>>>>
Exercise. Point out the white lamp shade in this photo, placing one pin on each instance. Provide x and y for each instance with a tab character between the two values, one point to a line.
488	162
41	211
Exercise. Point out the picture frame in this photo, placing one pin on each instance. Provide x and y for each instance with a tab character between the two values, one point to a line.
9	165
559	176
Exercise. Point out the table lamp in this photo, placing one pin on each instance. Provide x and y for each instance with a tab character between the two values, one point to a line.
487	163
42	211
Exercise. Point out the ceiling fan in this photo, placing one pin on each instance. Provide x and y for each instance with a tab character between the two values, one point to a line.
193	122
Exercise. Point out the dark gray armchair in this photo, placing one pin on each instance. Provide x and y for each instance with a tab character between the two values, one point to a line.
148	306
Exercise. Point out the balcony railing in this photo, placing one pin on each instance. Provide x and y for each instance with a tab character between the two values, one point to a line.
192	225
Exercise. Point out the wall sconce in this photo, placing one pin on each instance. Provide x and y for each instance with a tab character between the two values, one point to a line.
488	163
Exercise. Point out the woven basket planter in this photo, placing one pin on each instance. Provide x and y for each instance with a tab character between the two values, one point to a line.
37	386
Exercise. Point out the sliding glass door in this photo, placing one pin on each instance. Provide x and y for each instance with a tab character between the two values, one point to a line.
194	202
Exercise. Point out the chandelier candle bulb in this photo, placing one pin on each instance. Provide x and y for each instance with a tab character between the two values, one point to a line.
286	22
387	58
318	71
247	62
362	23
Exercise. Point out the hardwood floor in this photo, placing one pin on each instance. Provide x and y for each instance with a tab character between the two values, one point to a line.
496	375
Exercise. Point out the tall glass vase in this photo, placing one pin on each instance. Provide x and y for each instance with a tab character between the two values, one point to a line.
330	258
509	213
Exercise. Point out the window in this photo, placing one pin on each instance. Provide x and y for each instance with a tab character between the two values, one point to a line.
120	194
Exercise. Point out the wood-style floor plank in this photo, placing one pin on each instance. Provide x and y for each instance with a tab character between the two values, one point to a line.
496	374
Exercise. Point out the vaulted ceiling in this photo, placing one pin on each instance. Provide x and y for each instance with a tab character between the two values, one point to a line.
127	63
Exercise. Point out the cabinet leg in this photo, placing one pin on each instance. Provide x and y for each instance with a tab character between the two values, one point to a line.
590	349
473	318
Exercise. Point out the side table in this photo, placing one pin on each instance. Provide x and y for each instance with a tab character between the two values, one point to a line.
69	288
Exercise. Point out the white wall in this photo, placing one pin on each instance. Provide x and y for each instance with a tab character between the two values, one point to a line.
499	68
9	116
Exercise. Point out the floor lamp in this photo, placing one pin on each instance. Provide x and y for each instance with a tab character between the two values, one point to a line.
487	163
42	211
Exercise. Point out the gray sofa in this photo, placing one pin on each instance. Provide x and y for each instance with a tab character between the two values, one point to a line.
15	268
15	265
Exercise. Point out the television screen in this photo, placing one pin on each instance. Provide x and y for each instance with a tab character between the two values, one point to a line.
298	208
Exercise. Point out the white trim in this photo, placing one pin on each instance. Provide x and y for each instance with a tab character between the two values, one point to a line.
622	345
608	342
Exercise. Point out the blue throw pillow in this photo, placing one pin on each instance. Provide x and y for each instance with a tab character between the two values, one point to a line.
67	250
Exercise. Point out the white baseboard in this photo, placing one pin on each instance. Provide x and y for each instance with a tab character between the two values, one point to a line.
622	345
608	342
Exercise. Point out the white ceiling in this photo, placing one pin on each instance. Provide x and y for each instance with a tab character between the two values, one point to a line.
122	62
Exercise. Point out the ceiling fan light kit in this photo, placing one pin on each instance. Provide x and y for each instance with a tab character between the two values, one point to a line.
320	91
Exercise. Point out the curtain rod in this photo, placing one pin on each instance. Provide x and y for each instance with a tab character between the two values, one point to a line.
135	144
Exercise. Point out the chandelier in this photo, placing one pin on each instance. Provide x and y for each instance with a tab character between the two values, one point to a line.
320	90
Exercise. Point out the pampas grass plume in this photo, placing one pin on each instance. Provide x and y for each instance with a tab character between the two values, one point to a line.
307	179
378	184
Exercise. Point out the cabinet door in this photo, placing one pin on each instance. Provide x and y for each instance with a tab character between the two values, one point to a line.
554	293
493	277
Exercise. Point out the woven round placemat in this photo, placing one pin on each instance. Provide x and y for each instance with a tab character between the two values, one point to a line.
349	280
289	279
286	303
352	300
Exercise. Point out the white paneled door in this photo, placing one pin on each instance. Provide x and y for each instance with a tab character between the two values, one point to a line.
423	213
<<<<
> TO DO
Rewrite all of the material above, replacing every occurrence of "one point to a line" with "one point per line" and changing nothing else.

> REPLY TO THE EXERCISE
Exercise. Point out the white lamp shade in this photo, placing one pin on each instance. Provide x and y for each instance with a tab character between the two values, one point per line.
488	162
41	211
Exercise. Point out the picture frame in this photo, placing one pin on each instance. Provide x and y for each instance with a tab character between the two values, one point per line.
9	165
559	176
Exercise. Point out the table lamp in this photo, placing one pin on each instance. Provide x and y for each instance with a tab character between the two values, one point per line.
487	163
42	211
Exercise. Point out the ceiling fan in this photo, placing one pin on each instance. Provide x and y for each instance with a tab character between the two values, one point per line.
193	122
Exercise. Point out the dark gray armchair in this photo, placing one pin on each instance. Provide x and y for each instance with a tab character between the two values, one point per line.
148	306
Exercise. Point out the balcony railing in this photo, placing one pin on each instance. Provide x and y for each instance with a tab character between the two values, one point per line.
192	225
Exercise. Point out the wall sconce in this photo, placing one pin on each instance. Provide x and y for each instance with a tab character between the two values, one point per line.
488	163
Exercise. Point out the woven basket planter in this photo, placing one pin on each instance. Provide x and y for each instance with a tab character between the two values, one point per line.
37	386
Exercise. Point out the sliding glass door in this photo, placing one pin on each instance. Provide x and y for each instance with a tab character between the two values, one point per line.
194	202
Exercise. Point out the chandelier candle bulb in this photo, placing one pin on each instance. Provide x and y for each instance with a tab character between the two values, one point per line.
286	22
387	58
318	71
247	62
362	23
Exercise. Point out the hardwood floor in this photo, placing one pin on each instance. Provide x and y for each instance with a tab character between the two values, one point per line.
496	375
Exercise. Point out the tall glass vase in this photo, placing one pin on each instance. Provide x and y for each instance with a tab character between the two values, one point per line.
330	258
509	213
Exercise. Point out the window in this photo, placing one pin on each instance. Provide x and y for each instance with a tab character between the two values, one point per line.
120	194
Exercise. Point out the wood-style floor plank in this photo, placing one pin on each instance. Provide x and y for each instance with a tab character between the two values, one point per line.
496	374
Exercise. Point out the vaulted ceiling in this photo, placing one pin on each instance. Provide x and y for each instance with a tab character between the two values, one point per line.
127	63
Exercise. Point out the cabinet leg in this photo, placing one pin on each instance. Provide x and y for each instance with a tab character between the two values, one point per line.
590	349
473	318
Exercise. Point out the side table in this photo, placing one pin on each instance. Provide x and y for each instance with a tab character between the two values, one point per line.
69	288
Exercise. Point out the white wall in this photo, placing one pin on each instance. Provide x and y for each instance with a tab character between the two values, one point per line.
499	68
9	116
Exercise. Point out the floor lamp in this photo, placing one pin on each instance. Provide x and y for each instance with a tab character between the two values, one point per line.
487	163
42	211
Exercise. Point out the gray sofa in this photo, placing one pin on each instance. Provide x and y for each instance with a tab character between the two values, one point per line.
15	268
15	265
Exercise. Point out the television screen in this photo, placing one pin on each instance. Provide x and y for each instance with a tab character between the two values, one point per line.
298	208
Exercise. Point out the white trim in this photo, placing one pin on each instance. Provide x and y for each instance with a tab character between the two values, one point per line.
622	345
608	342
Exercise. Point out the blue throw pillow in this photo, placing one pin on each instance. Provide x and y for each instance with a tab character between the two values, one point per line.
67	250
Exercise. Point out the white baseboard in this photo, placing one pin on each instance. Provide x and y for each instance with a tab character between the two values, one point per line.
622	345
608	342
Exercise. Point out the white ceiling in this photo, placing one pin on each instance. Provide x and y for each instance with a tab character between the two values, one point per line.
122	62
Exercise. Point out the ceiling fan light kit in this photo, placing one pin on each instance. Provide x and y for each instance with a tab character between the two values, one point per line.
320	91
Exercise. Point out the curtain rod in this photo, placing one pin on each instance. Provide x and y for each instance with a tab character between the two values, one point per line.
135	144
Exercise. Point out the chandelier in this photo, placing one pin on each instance. Provide x and y for each instance with a tab character between the two values, one point per line.
320	90
Exercise. Point out the pampas grass plume in this photo, placing one pin on each instance. Provide x and y for each instance with a tab character between the two values, one point per line.
307	179
378	184
Exercise. Point out the cabinet door in this photo, placing one pin on each instance. Provide x and y for each instance with a tab character between the two values, one point per line.
554	293
493	277
Exercise. Point out the woven round placemat in this photo, placing one pin on each instance. Provide x and y for each instance with a tab character between the two values, one point per line.
349	280
289	279
286	303
352	300
Exercise. Point out the white paneled door in this photo, placing one pin on each instance. Provide x and y for each instance with a tab character between the two values, one point per line.
423	213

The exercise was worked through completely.